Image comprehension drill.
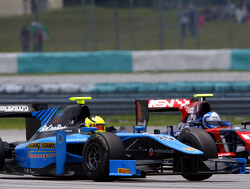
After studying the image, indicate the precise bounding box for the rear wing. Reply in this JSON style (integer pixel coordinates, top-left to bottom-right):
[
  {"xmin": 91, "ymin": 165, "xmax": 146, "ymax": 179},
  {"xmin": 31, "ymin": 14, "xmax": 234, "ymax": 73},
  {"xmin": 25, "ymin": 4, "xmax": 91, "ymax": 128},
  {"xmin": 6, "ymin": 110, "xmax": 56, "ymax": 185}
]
-*-
Render every line of the data above as a numbered list, skipping blank lines and leaving out the picture.

1. Image comprehension drill.
2. After studying the image, indicate the precise bounding box for the rear wing. Reply in this JSON style (integer pixel coordinates, top-left to bottom-right):
3. [
4.   {"xmin": 91, "ymin": 165, "xmax": 146, "ymax": 179},
5.   {"xmin": 31, "ymin": 14, "xmax": 234, "ymax": 73},
6.   {"xmin": 25, "ymin": 4, "xmax": 91, "ymax": 128},
7.   {"xmin": 6, "ymin": 110, "xmax": 56, "ymax": 185}
8. ]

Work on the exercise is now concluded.